**Required action**
Through the end of the data below, output every line exactly, beginning with the line that contains "87L46 180L106 246L207".

**Material for the task**
****************

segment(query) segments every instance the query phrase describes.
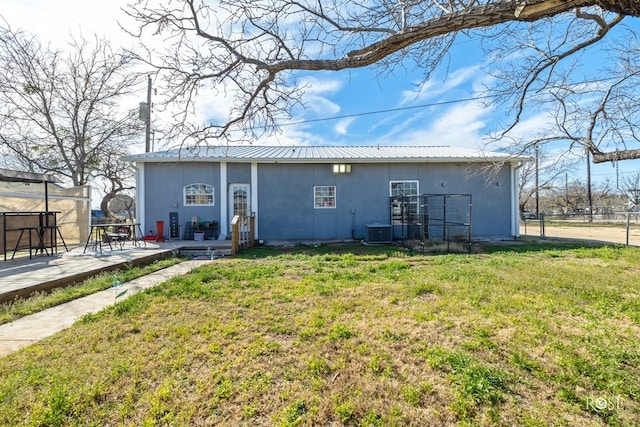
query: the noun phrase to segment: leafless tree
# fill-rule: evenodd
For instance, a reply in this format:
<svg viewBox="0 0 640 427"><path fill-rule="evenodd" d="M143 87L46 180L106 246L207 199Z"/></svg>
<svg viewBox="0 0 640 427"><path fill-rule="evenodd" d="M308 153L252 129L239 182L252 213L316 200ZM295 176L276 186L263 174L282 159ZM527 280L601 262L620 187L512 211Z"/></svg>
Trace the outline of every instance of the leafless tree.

****************

**Answer space**
<svg viewBox="0 0 640 427"><path fill-rule="evenodd" d="M143 87L46 180L106 246L207 199Z"/></svg>
<svg viewBox="0 0 640 427"><path fill-rule="evenodd" d="M308 153L252 129L239 182L252 213L316 200ZM295 176L276 186L263 174L282 159ZM527 280L601 262L620 187L512 211Z"/></svg>
Trace the outline of every instance of the leafless tree.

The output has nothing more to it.